> **Task**: A faithful, complete transcript of the entries below, without pictures, should be returned.

Stored data entries:
━━━━━━━━━━━━━━━━

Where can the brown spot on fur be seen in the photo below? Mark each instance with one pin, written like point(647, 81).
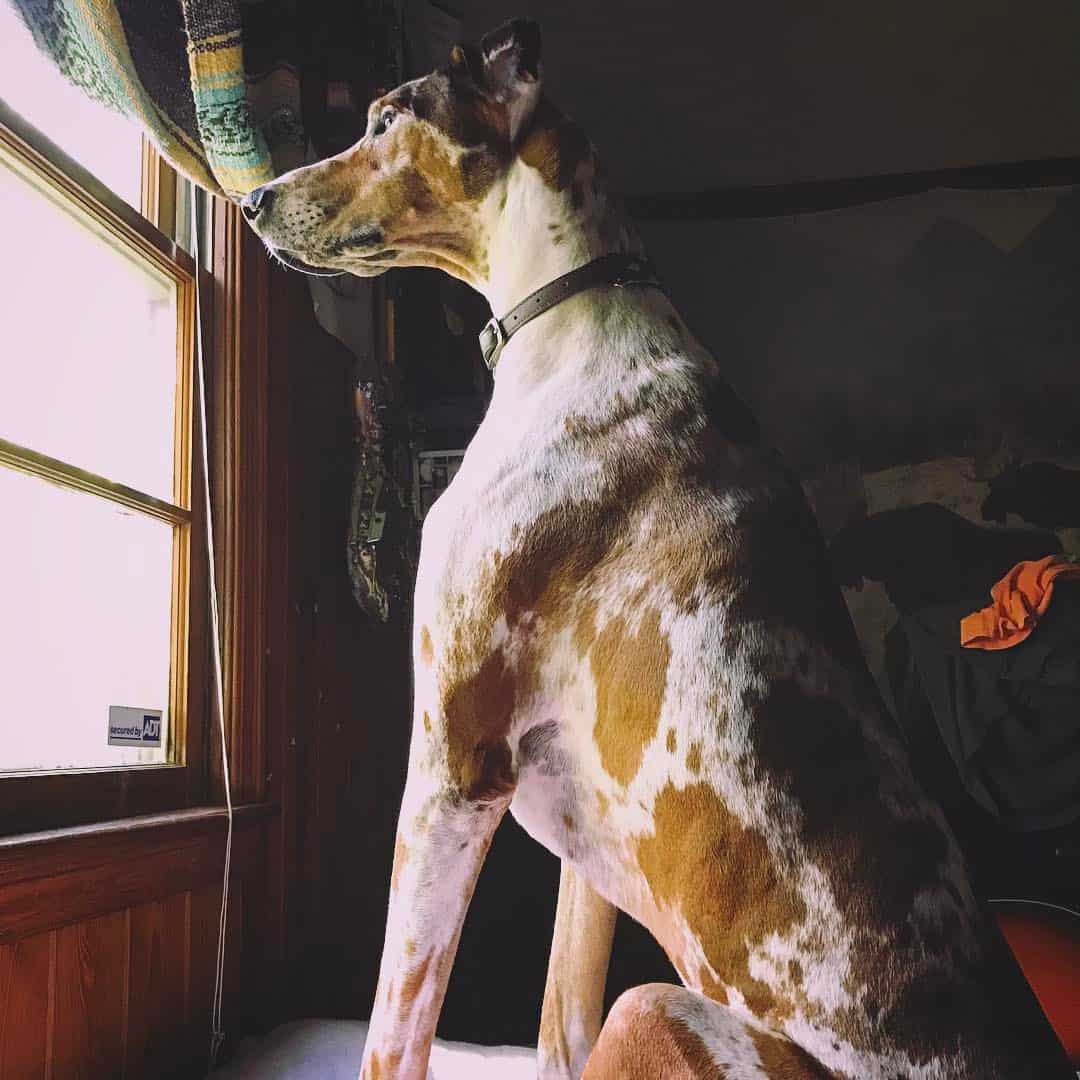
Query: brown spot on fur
point(639, 1041)
point(712, 987)
point(401, 858)
point(720, 875)
point(693, 757)
point(478, 706)
point(631, 673)
point(782, 1060)
point(413, 983)
point(554, 147)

━━━━━━━━━━━━━━━━

> **Exercise answer**:
Where can the brown spot on fur be seen in the photo below? Mark each instance with one pin, written like point(647, 81).
Query: brown spot on fur
point(639, 1041)
point(712, 987)
point(401, 858)
point(720, 875)
point(693, 757)
point(478, 706)
point(631, 673)
point(782, 1060)
point(413, 983)
point(554, 147)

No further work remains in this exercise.